◆ **AIM OF THE TASK**:
Copy out the line that contains "the man's short" and the lines after it through the final one in the entries below, exactly, with no other lines.

[Records from a dataset]
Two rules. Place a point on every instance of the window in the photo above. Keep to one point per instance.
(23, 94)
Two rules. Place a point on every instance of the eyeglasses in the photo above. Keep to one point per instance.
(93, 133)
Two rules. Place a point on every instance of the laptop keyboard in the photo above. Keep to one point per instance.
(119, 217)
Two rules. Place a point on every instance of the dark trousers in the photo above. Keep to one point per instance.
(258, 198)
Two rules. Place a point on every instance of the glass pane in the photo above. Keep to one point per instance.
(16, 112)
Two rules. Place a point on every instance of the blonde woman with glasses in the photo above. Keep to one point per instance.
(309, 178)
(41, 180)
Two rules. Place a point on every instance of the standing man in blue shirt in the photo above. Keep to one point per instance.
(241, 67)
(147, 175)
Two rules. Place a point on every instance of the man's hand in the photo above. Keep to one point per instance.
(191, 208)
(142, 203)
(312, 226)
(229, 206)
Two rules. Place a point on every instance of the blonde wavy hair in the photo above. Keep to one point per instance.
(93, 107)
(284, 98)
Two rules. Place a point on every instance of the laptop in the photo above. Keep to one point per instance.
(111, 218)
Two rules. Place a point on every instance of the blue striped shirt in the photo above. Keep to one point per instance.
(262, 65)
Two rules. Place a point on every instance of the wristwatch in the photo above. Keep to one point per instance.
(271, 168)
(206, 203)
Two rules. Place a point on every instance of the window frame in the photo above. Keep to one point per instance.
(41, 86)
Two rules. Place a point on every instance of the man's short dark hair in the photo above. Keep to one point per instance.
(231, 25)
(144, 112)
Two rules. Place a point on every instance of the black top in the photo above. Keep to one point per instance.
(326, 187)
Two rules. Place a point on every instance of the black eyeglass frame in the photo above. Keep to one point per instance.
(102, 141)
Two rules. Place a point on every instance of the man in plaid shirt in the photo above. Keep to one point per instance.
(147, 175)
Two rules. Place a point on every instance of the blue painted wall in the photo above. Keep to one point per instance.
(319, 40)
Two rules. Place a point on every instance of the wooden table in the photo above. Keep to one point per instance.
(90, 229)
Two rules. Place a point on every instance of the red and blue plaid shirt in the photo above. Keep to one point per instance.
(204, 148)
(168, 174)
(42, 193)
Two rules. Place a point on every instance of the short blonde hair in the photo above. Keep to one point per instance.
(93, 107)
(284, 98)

◆ **ANSWER TO THIS PROBLEM**:
Two rules. Place a point on every instance of the man's short dark hair in the photo above. Keep to one point per instance.
(231, 25)
(144, 112)
Two rules. Place a point on every instance of the black top in the photo above. Keep to one point per instance.
(326, 187)
Two rules. Place a point on every instance of the black eyeglass frame in the photo above. Keep to one point per instance.
(102, 141)
Two rules. Place a point on every instance of the man in plaid shirt in the photo above. Keep to one point per instance.
(147, 175)
Two rules. Place a point on every instance of the blue painted wall in the photo above. Keep to one point per instance.
(319, 40)
Two rules. Place a point on every instance of the wooden table in the photo above. Keep to one point per instance.
(90, 229)
Two rules. Place a point on every instance of the red and blue plaid shirt in the photo above. Keep to one point per instance.
(204, 148)
(168, 174)
(42, 193)
Two rules. Place a point on every instance of the short blonde hair in the photo above. Keep to one point per instance.
(93, 107)
(284, 98)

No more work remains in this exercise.